## [Exercise text]

SEC. 2. Section 8590.6 of the
Government Code is amended to read:
8590.6. For the purposes of this article:
(a) "Comprehensive services" means primary services that include
all of the following:
(1) Shelter or established referral services for shelter on a 24
hours a day, seven days a week, basis.
(2) A 24 hours a day, seven days a week, telephone hotline for
crisis calls.
(3) Temporary housing and food facilities.
(4) Psychological support and peer counseling provided in
accordance with Section 1038.2 of the Evidence Code.
(5) Referrals to existing services in the community.
(6) Emergency transportation, as feasible.
(b) "Director" means the Director of the Office of Emergency
Services.
(c) "Fund" means the Human Trafficking Victims Assistance Fund.
(d) "Human trafficking caseworker" means a human trafficking
caseworker as defined in Section 1038.2 of the Evidence
Code. Code, or a human trafficking caseworker who is
employed by a homeless services provider that serves homeless
children or youth and has completed a minimum of eight hours of
training focused on victims of human trafficking from the Runaway and
Homeless Youth Training and Technical Assistance Center.
(e) "Office" means the Office of Emergency Services.
(f) "Qualified nonprofit organization" means a nongovernmental,
nonprofit organization that does both of the following:
(1) Employs a minimum of one individual who is a human trafficking
caseworker.
(2) Provides services to victims of human trafficking, including,
but not limited to, housing assistance, counseling services, and
social services to victims of human trafficking.
(g) "Victim of human trafficking" means any person who is a
trafficking victim as described in Section 236.1 of the Penal Code
and satisfies either of the following conditions:
(1) Was trafficked in the state.
(2) Fled his or her trafficker to the state.
SEC. 3. Section 15820.946 of the
Government Code is amended to read:
15820.946. (a) The participating county contribution for adult
local criminal justice facilities financed under this chapter shall
be a minimum of 10 percent of the total project costs. The BSCC may
reduce contribution requirements for participating counties with a
general population below 200,000 upon petition by a participating
county to the BSCC requesting a lower level of contribution.
(b) The BSCC shall determine the funding and scoring criteria
consistent with the requirements of this chapter. Financing shall be
awarded only to those counties that have previously received only a
partial award or have never received an award from the state within
the financing programs authorized in Chapters 3.11 (commencing with
Section 15820.90) to 3.131 (commencing with Section 15820.93),
inclusive. Notwithstanding this restriction, twenty million
dollars ($20,000,000) of the amount authorized in Section 15820.942
shall be set aside and awarded to Napa County. The funding
criteria shall include, as a mandatory criterion, documentation of
the percentage of pretrial inmates in the county jail from January 1,
2015, to December 31, 2015, inclusive, and a description of the
county's current risk assessment based pretrial release program.

## [Instructions]
a) According to the Government Code amendments, what is the minimum participating county contribution for adult local criminal justice facilities financed under the chapter?
b) List every primary service that the Government Code amendments include in the definition of "comprehensive services."
c) Write a continuation of the Government Code amendments, beginning immediately after their final sentence.

## [Dataset entries]
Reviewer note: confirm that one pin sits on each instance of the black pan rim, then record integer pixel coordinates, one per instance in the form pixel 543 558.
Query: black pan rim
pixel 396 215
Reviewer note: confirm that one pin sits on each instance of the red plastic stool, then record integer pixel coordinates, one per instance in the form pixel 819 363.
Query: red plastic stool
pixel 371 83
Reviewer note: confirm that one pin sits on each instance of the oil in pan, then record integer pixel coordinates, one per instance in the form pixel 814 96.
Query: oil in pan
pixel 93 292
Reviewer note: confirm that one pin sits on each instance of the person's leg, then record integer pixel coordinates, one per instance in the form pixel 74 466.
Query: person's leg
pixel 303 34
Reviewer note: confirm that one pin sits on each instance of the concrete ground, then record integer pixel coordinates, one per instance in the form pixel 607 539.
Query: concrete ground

## [Task results]
a) A minimum of 10 percent of the total project costs.

b)
1. Shelter or established referral services for shelter on a 24 hours a day, seven days a week, basis
2. A 24 hours a day, seven days a week, telephone hotline for crisis calls
3. Temporary housing and food facilities
4. Psychological support and peer counseling provided in accordance with Section 1038.2 of the Evidence Code
5. Referrals to existing services in the community
6. Emergency transportation, as feasible

c)
Funding preference shall also be given to counties that are most
prepared to proceed successfully with this financing in a timely
manner. The determination of preparedness to proceed shall include
the following:
(1) Counties providing a board of supervisors' resolution
authorizing an adequate amount of available matching funds to satisfy
the counties' contribution and approving the forms of the project
documents deemed necessary, as identified by the board to the BSCC,
to effectuate the financing authorized by this chapter, and
authorizing the appropriate signatory or signatories to execute those
documents at the appropriate times. The identified matching funds in
the resolution shall be compatible with the state's lease-revenue
bond financing.
(2) Counties providing documentation evidencing CEQA compliance
has been completed. Documentation of CEQA compliance shall be either
a final Notice of Determination or a final Notice of Exemption, as
appropriate, and a letter from county counsel certifying the
associated statute of limitations has expired and either no
challenges were filed or identifying any challenges filed and
explaining how they have been resolved in a manner that allows the
project to proceed as proposed.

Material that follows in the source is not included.